» **Exercise prompt**
Copy every line below that contains the string "yellow". Case counts.

--- start Records provided ---

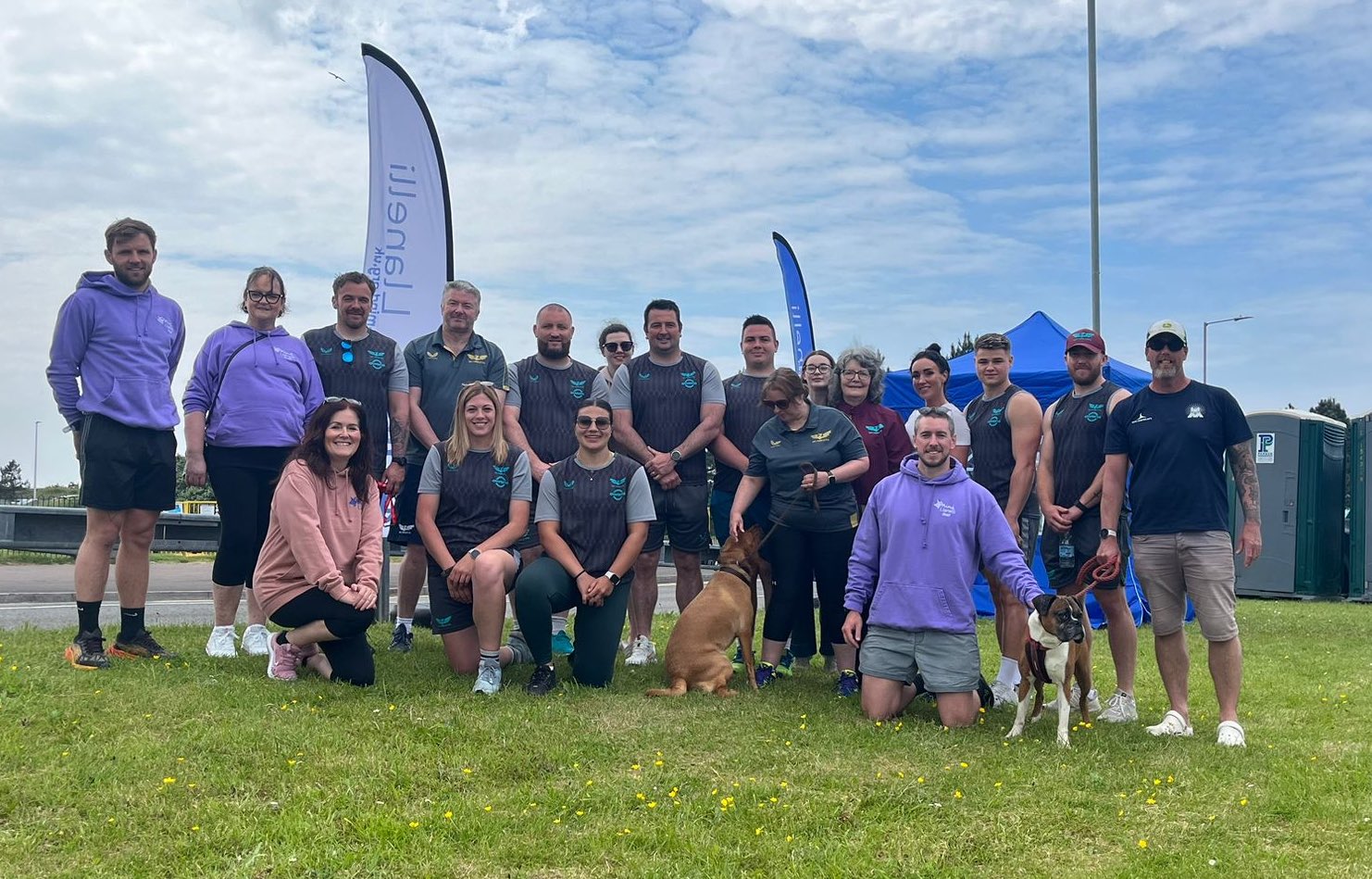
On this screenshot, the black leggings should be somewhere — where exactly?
[763,524,856,644]
[205,445,291,589]
[271,588,376,686]
[515,557,634,686]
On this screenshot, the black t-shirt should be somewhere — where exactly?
[1105,382,1253,534]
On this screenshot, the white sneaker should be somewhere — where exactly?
[243,625,271,657]
[472,662,501,697]
[1067,684,1101,717]
[1145,710,1195,736]
[1099,689,1139,723]
[1216,720,1249,747]
[624,634,657,665]
[205,626,239,659]
[991,680,1019,709]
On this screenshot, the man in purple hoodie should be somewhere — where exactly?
[48,217,185,669]
[843,408,1042,726]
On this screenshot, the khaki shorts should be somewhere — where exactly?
[1133,532,1239,641]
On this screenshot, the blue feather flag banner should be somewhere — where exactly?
[362,43,453,345]
[772,232,815,372]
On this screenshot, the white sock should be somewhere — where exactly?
[996,657,1019,686]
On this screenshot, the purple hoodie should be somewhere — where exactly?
[181,320,324,447]
[48,272,185,430]
[843,455,1042,634]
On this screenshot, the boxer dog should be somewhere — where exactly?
[1005,593,1093,747]
[648,524,763,697]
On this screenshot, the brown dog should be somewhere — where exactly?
[648,524,763,697]
[1005,594,1091,747]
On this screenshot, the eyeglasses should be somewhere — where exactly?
[1148,335,1187,353]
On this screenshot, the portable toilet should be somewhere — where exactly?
[1229,409,1349,597]
[1344,412,1372,601]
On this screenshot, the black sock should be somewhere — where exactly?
[119,607,143,640]
[77,601,100,632]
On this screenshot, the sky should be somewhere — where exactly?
[0,0,1372,484]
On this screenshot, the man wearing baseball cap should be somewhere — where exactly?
[1101,320,1262,747]
[1037,330,1139,723]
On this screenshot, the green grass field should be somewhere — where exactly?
[0,601,1372,878]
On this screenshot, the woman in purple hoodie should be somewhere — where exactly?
[182,267,324,657]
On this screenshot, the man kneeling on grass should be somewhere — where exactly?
[843,408,1042,726]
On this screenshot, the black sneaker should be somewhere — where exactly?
[66,629,110,672]
[391,626,415,654]
[110,629,176,659]
[524,665,557,697]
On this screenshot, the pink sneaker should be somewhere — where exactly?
[267,636,301,681]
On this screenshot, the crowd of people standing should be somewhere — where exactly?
[48,219,1261,745]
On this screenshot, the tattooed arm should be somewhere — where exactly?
[1229,442,1262,567]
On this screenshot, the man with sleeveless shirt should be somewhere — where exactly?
[501,302,609,655]
[301,272,410,496]
[966,333,1042,706]
[1101,320,1262,747]
[609,299,724,665]
[390,280,509,652]
[1039,330,1139,723]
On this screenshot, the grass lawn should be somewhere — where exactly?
[0,600,1372,879]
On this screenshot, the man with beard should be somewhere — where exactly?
[843,407,1042,726]
[609,299,724,665]
[1037,330,1139,723]
[501,302,609,655]
[48,217,185,671]
[309,272,410,496]
[390,280,509,652]
[1101,320,1262,747]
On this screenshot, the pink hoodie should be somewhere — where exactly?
[253,460,381,617]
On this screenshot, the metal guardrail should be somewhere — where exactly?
[0,504,219,555]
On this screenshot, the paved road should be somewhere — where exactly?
[0,561,709,629]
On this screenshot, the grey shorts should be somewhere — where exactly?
[1133,532,1239,641]
[857,625,981,694]
[643,480,709,552]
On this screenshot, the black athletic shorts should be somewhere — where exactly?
[80,415,176,511]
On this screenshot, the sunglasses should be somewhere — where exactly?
[1148,335,1187,355]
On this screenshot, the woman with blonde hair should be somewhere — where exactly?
[415,382,533,695]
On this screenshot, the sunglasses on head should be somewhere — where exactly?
[1148,335,1187,353]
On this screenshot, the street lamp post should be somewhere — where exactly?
[33,421,43,507]
[1201,315,1253,383]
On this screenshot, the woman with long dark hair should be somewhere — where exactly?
[182,265,324,657]
[515,398,655,697]
[415,382,533,695]
[253,397,381,686]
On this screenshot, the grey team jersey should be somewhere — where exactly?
[609,352,726,484]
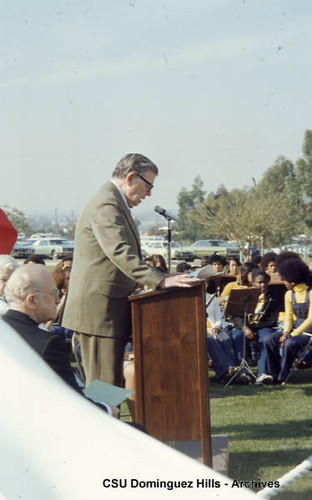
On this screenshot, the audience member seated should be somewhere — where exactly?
[46,256,74,353]
[275,250,301,331]
[206,293,250,384]
[152,254,168,274]
[264,258,312,384]
[176,262,192,273]
[250,254,262,267]
[123,342,136,421]
[260,252,277,275]
[0,255,18,318]
[2,264,117,413]
[237,268,278,384]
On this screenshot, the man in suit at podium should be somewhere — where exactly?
[62,154,196,386]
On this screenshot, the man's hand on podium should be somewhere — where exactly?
[158,274,202,288]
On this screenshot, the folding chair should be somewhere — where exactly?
[284,332,312,384]
[72,332,86,386]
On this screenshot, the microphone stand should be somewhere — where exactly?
[164,215,172,274]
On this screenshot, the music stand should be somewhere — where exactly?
[224,288,264,387]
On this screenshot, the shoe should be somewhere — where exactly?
[220,367,238,385]
[255,373,274,385]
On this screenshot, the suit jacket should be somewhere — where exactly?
[62,181,163,339]
[2,309,82,394]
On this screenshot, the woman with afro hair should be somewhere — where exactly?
[264,258,312,384]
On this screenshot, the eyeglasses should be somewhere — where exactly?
[135,174,154,193]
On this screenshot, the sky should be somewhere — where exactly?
[0,0,312,217]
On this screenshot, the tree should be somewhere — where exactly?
[295,130,312,231]
[191,187,294,259]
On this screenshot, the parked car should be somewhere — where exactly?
[11,240,35,259]
[144,241,195,261]
[188,240,239,259]
[32,238,74,259]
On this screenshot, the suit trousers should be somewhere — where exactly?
[78,333,127,387]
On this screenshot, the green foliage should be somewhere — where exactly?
[176,175,207,240]
[178,130,312,258]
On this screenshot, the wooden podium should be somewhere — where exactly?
[129,284,212,467]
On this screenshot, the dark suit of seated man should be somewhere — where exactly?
[2,264,111,413]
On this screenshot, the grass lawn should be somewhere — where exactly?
[210,370,312,499]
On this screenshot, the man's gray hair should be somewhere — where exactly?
[4,264,44,305]
[112,153,158,179]
[0,255,18,273]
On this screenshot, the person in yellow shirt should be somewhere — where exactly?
[264,258,312,383]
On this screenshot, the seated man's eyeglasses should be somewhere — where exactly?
[135,173,154,193]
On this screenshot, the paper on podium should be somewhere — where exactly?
[83,380,134,406]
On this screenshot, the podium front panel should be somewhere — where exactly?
[131,285,210,442]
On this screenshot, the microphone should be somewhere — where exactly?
[154,205,178,220]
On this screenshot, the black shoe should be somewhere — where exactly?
[235,372,252,385]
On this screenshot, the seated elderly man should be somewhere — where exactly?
[2,264,111,413]
[0,255,18,318]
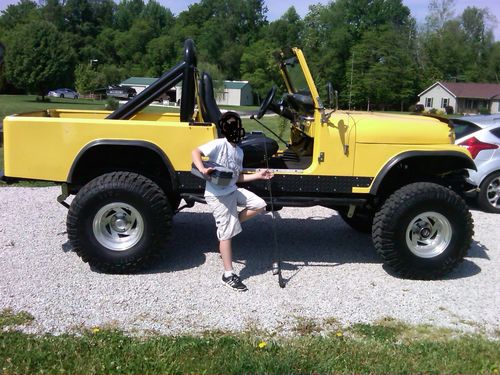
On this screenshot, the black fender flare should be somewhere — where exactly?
[370,151,477,195]
[66,139,179,191]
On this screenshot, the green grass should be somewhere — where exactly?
[0,310,500,374]
[0,95,106,120]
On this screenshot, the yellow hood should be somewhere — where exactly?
[351,112,454,145]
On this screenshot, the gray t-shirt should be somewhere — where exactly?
[198,138,243,197]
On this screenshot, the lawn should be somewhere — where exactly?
[0,309,500,374]
[0,95,106,117]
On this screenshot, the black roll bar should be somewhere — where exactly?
[106,39,197,122]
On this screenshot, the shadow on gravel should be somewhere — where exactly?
[145,212,381,278]
[63,212,489,282]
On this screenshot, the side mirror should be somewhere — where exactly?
[326,82,339,109]
[0,43,5,65]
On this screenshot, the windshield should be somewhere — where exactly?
[284,57,311,95]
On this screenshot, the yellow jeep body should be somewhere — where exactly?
[3,40,475,279]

--- end Records provided ---

» **Output of the exercise**
On this screenshot, the person in yellow shirt should be somewhere — where exactly?
On this screenshot, the yellow hood should be somewhere — where exactly?
On this screenshot, the yellow jeep body should be somewhere — where exactly?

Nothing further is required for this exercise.